Text:
--*--
6:50 Show Me The Data
23:50 James Gould, Ph.D
50:52 Sarah Rodrigues, Ph.D.
Are you making some of the biggest career mistakes PhDs make in their job transition?
You might not even know you’re making these common missteps that might be sabotaging your job search and career transition.
This week on the Cheeky Scientist Radio Show we are joined by James Gould who is director of the Office for Postdoctural Fellows at Harvard Medical School and works with postdocs for vocational and leadership training and guidance. James shares his experience of his own transition into using his PhD to help other PhDs avoid common, but not always well known, career missteps. We are also joined by Sarah Rodrigues, PhD, Customer Consultant at Elsevier, who discusses her transition into this role, the matrix hierarchy she works within, and how this is a perfect fit for her education and strengths.
About Our Guests
James Gould is the director of the HMS/HSDM Office for Postdoctoral Fellows at Harvard Medical School where he’s implemented research, career, and professional development programs and policies for HMS trainees since 2011. Jim has spoken and published on career and professional development topics in a variety of forums, locally and nationally, including articles in Nature Immunology covering CV to resume conversion, interviewing strategies, and manuscript writing. He’s been a guest blogger and steering committee member for Naturejobs and its Career Expo, a mentor in the National Research Mentoring Network (NRMN), and a guest speaker on Cheeky Scientist and BioCareers webinars. Prior to HMS, Jim completed two postdoc fellowships at the National Cancer Institute of the NIH where he chaired the Fellows & Young Investigators Association, interned with the Office of Training and Education, and also found time to study cancer metabolism. He is a member of the National Postdoctoral Association, Graduate Career Consortium, and AAAS. Jim received his BS in Biotechnology/Molecular Biology at Clarion University of Pennsylvania and his PhD in Biochemistry and Molecular Biology at the University of Louisville.
Sarah Rodrigues, Ph.D. in Hematology & Oncology, she first worked as business developer and now she works as a Customer Consultant in Europe. Sarah is a Medical laboratory scientist with experience in business development and consulting, driving customer engagement and market insights. Her driver is to support research and innovation to help bringing new applications to the market and patients. She has worked in clinical and fundamental research, in lab information data management, in scientific information analytics, scientific publishing and scientific/medical communication with the aim to support doctors and scientists.
- How to avoid common career mistakes that PhDs make and how you can avoid those.
- Ways for postdocs to transition into meaningful careers and the importance of creating endpoints for PhDs.
- In industry, how your experience as a PhD can lead you into a career that plays to your strengths and a customized role to match your goals.
Biggest Career Missteps PhDs Make: A Conversation With James Gould
Isaiah: If you haven’t connected with Jim, I highly recommend that you do. He’s always posting great stuff, always speaking. Very, very active and our oldest in terms of going way back to 2003 person that we’ve ever interviewed and we’ve done a lot of collaborating with Jim, always learning from him. It’s great to have Jim with us.
--*--
Input data:
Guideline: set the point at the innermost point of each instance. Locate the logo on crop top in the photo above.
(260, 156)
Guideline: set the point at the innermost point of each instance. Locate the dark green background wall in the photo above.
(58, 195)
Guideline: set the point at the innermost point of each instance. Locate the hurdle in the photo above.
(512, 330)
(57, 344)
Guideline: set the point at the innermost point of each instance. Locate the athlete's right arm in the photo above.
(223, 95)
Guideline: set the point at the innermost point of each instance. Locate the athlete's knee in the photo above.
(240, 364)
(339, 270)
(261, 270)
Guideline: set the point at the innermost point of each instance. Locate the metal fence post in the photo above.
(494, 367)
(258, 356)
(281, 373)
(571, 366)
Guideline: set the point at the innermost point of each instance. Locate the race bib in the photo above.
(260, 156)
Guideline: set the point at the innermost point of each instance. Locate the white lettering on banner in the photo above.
--*--
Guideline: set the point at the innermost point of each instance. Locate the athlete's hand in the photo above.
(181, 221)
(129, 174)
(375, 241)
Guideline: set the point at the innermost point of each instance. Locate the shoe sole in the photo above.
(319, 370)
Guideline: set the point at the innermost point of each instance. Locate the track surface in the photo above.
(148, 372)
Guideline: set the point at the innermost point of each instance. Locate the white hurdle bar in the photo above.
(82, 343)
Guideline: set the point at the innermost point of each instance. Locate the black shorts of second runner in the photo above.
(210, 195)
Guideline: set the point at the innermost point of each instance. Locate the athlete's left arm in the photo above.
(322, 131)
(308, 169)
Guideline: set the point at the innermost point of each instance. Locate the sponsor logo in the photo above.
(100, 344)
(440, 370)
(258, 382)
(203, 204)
--*--
Please continue the podcast page on PhD career missteps from its last sentence onward.

Jim, how are you?
James: I’m doing well. How are you?
Isaiah: Good, let me hide the… Great to be on. Yeah, it was 2013, right?
James: I think so, yes.
Isaiah: That was the summer series of …?
James: I think it was a leadership series, maybe.
Isaiah: Did you start that at Harvard?
James: Yeah. It was something that we were trying to develop, understanding what gaps in programmings we had. One of the things that kept coming up from the postdocs was, “We need to know what leadership is and how to do it.”
Isaiah: Yeah, and I remember, so it was the very first talk that I gave under Cheeky Scientist was with Jim and he did a great job. He even mentored me.
He was like, “Well, let’s tone down this a little bit. Maybe change the topic here a bit,” but yeah, it’s interesting. I can’t believe it was almost six years ago. Pretty incredible.
James: Yeah, it’s been a while. I guess I am one of your oldest colleagues, though I’m not that old. I think you might be actually older than I am.
Isaiah: In terms of age, yeah. I was correcting myself. I was like, “Hey, wait a second, I’m aging myself,” because… I think what’s been interesting to me is to see your trajectory and everything you’ve been able to do and the clinics you put on.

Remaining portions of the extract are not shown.